Extrait source:

..........

Le taux d’infection quotidien en France ayant atteint des niveaux jamais vus depuis son précédent pic en avril 2020, le gouvernement suisse envisage de modifier son système de liste des risques de quarantaine pour inclure certaines régions frontalières avec la France plutôt que l’ensemble du pays.

Cette idée est discutée comme un moyen potentiel d’éviter de paralyser les régions de Suisse qui dépendent d’importants flux quotidiens de travailleurs transfrontaliers, les cantons de Genève, Vaud et Bâle-Ville en particulier.

Genève et la France partagent un aéroport et une grande partie du personnel travaillant dans le secteur de la santé à Genève fait quotidiennement la navette depuis la France.

Le taux d’infection sur 14 jours en France est actuellement de 108 pour 100 000, ce qui est supérieur au seuil de déclenchement de la Suisse, qui est de 60 pour 100 000. En théorie, la France devrait déjà figurer sur la liste de la Suisse.

..........

Données:
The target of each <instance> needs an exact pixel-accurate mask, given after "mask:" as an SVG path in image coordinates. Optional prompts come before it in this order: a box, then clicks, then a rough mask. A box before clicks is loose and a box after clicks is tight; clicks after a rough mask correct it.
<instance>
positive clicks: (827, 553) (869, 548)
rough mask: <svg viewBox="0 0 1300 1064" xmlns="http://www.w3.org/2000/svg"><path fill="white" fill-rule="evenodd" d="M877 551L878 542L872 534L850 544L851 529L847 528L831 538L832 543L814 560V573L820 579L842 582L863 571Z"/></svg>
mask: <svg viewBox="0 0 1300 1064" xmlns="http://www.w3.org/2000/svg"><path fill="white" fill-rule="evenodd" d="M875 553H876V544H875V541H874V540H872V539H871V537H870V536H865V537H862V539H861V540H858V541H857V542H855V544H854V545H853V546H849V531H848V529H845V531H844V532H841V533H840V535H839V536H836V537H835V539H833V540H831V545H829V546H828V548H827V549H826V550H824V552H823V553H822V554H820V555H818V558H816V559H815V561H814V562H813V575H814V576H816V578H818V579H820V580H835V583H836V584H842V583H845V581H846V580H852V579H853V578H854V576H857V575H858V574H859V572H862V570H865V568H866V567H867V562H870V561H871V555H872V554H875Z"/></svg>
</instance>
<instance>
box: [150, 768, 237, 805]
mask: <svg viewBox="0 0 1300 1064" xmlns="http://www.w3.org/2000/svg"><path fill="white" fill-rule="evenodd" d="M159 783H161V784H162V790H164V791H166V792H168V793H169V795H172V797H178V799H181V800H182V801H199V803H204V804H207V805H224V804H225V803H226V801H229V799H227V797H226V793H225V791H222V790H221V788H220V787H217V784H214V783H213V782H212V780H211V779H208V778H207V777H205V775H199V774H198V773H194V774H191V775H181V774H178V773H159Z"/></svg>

..........

Consignes:
A) D'après le texte sur la quarantaine en Suisse, quel est le seuil de déclenchement retenu par la Suisse ?
B) Reprenez le texte sur la quarantaine en Suisse à la suite de sa dernière phrase.

Réponses:
A) 60 pour 100 000.

B)
Une idée est d’imposer une quarantaine aux personnes arrivant des points chauds de France, comme la région parisienne, plutôt que de tout le pays.

Les taux d’infection déjà élevés dans les cantons suisses de Genève et de Vaud, deux cantons où les flux quotidiens de travailleurs transfrontaliers en provenance de leur voisin sont élevés, ajoutent à la complexité de la situation.

Le 2 septembre 2020, les taux d’infection à Genève et à Vaud étaient de 114 et 113 pour 100 000 sur les 14 derniers jours, ce qui est supérieur à la moyenne de 108 pour la France.

Selon la RTS (Radio Télévision Suisse) , le gouvernement suisse prévoit de discuter de cette question lors de sa prochaine réunion, le vendredi 11 septembre 2020.